> **Required action**: Output the full listing verbatim.

> **Records provided**:
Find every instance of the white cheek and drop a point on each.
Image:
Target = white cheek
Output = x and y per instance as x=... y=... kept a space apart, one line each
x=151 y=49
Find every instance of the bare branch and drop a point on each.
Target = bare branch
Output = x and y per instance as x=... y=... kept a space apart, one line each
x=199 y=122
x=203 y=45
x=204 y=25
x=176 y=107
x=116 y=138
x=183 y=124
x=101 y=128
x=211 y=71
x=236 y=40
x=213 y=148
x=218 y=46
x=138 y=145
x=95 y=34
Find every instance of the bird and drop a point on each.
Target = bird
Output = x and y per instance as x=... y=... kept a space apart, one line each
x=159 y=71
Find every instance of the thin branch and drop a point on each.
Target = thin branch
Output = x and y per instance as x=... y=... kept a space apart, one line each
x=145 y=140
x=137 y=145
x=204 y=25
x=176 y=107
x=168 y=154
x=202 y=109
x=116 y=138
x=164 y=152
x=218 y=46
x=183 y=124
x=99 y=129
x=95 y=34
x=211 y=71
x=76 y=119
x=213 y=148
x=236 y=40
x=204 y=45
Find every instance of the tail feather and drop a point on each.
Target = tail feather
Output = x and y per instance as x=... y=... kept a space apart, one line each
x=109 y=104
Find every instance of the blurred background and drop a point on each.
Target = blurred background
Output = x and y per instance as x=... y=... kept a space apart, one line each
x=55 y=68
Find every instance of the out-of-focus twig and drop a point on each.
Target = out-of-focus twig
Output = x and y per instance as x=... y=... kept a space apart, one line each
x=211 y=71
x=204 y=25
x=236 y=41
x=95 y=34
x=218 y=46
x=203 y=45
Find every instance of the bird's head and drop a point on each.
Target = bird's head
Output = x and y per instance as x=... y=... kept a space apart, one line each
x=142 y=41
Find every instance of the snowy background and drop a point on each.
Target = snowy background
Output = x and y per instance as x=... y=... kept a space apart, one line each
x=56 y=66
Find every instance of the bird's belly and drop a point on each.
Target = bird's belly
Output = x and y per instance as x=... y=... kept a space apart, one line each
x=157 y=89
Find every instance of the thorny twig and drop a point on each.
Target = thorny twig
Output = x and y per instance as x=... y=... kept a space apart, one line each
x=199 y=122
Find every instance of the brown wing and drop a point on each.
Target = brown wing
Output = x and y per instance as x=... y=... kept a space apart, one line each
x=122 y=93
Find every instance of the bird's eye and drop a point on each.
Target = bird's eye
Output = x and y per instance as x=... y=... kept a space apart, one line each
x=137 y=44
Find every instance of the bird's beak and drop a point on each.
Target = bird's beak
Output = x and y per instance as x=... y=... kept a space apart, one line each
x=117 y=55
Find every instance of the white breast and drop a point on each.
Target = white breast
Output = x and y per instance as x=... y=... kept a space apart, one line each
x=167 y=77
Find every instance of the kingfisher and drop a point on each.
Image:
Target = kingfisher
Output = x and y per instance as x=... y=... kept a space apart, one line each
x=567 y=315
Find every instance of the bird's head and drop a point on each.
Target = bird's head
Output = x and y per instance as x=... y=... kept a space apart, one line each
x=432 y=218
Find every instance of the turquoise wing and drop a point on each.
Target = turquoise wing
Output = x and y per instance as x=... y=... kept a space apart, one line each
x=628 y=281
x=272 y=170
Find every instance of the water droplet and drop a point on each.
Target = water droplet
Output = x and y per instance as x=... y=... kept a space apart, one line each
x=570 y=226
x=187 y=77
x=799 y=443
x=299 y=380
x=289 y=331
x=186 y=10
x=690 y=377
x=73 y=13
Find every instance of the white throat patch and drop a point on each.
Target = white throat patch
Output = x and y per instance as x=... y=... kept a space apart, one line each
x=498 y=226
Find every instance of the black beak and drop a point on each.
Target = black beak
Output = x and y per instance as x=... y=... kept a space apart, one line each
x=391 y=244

> **Output**:
Find every instance of the white cheek and drop a point on each.
Image:
Target = white cheek
Output = x and y per instance as x=... y=... kept a space apart, one line each
x=151 y=49
Find every instance of the bare branch and drop a point on each.
Target = bare branch
Output = x and y per instance as x=... y=... kept a space apart, one line each
x=199 y=122
x=203 y=45
x=204 y=25
x=176 y=107
x=116 y=138
x=183 y=124
x=101 y=128
x=211 y=71
x=236 y=40
x=213 y=148
x=218 y=46
x=138 y=145
x=95 y=34
Find every instance of the bird and drop a point on each.
Target = bird
Output = x and y per instance as x=... y=... kept a space apart, one line each
x=159 y=71
Find every instance of the thin branch and drop a point on each.
Target = thin branch
Output = x and y per instance as x=... y=... kept a space apart, one line each
x=145 y=140
x=137 y=145
x=204 y=25
x=176 y=107
x=168 y=154
x=202 y=109
x=116 y=138
x=164 y=152
x=218 y=46
x=183 y=124
x=99 y=129
x=95 y=34
x=211 y=71
x=76 y=119
x=213 y=148
x=236 y=40
x=204 y=45
Find every instance of the tail feather and drop a point on each.
Target = tail feather
Output = x and y per instance as x=... y=... kept a space apart, one line each
x=109 y=104
Find every instance of the blurred background and drop a point on each.
Target = blurred background
Output = x and y per instance as x=... y=... kept a space apart, one line each
x=55 y=68
Find every instance of the out-of-focus twig and drop a point on each.
Target = out-of-focus twig
Output = x and y per instance as x=... y=... kept a space apart, one line each
x=211 y=71
x=204 y=25
x=236 y=41
x=95 y=34
x=218 y=46
x=203 y=45
Find every instance of the bird's head and drop a point on each.
Target = bird's head
Output = x and y per instance as x=... y=... kept a space apart, one line each
x=142 y=41
Find every instance of the snowy background and drop a point on each.
Target = snowy background
Output = x and y per instance as x=... y=... kept a space apart, one line each
x=56 y=66
Find every instance of the bird's belly and drop a point on each.
Target = bird's belly
Output = x and y per instance as x=... y=... kept a space apart, one line each
x=157 y=89
Find every instance of the thorny twig and drop a point on each.
Target = thorny twig
Output = x and y per instance as x=... y=... kept a space apart, one line each
x=199 y=122
Find every instance of the brown wing and drop a point on each.
Target = brown wing
Output = x and y per instance as x=... y=... kept a space apart, one line each
x=122 y=93
Find every instance of the bird's eye and drop a point on each.
Target = bird's eye
Output = x and y per instance as x=... y=... kept a space apart, one line each
x=137 y=44
Find every instance of the bird's beak and drop a point on each.
Target = bird's beak
Output = x and y per instance as x=... y=... kept a space apart, one line each
x=117 y=55
Find every instance of the white breast and drop a point on each.
Target = white breast
Output = x and y per instance as x=... y=... kept a space apart, one line each
x=167 y=77
Find every instance of the kingfisher and drop a point on each.
Image:
Target = kingfisher
Output = x and y per instance as x=... y=... kept a space apart, one line each
x=567 y=315
Find every instance of the bird's head and drop a point on each.
Target = bird's head
Output = x and y per instance as x=... y=... kept a space apart, one line each
x=432 y=218
Find every instance of the turquoise wing and drop a point on each.
Target = turquoise wing
Output = x and y per instance as x=... y=... kept a space apart, one line each
x=628 y=281
x=272 y=170
Find every instance of the water droplet and drop a point on each.
Target = water droplet
Output = x and y per instance as x=... y=... kept a space apart, one line each
x=570 y=226
x=187 y=77
x=799 y=443
x=299 y=380
x=289 y=331
x=186 y=10
x=690 y=377
x=73 y=13
Find every instance of the white throat patch and drop a point on each.
Target = white throat patch
Output = x and y per instance as x=... y=... kept a space apart, one line each
x=498 y=226
Find every instance of the black beak and drop a point on each.
Target = black beak
Output = x and y per instance as x=... y=... kept a space apart, one line each
x=391 y=244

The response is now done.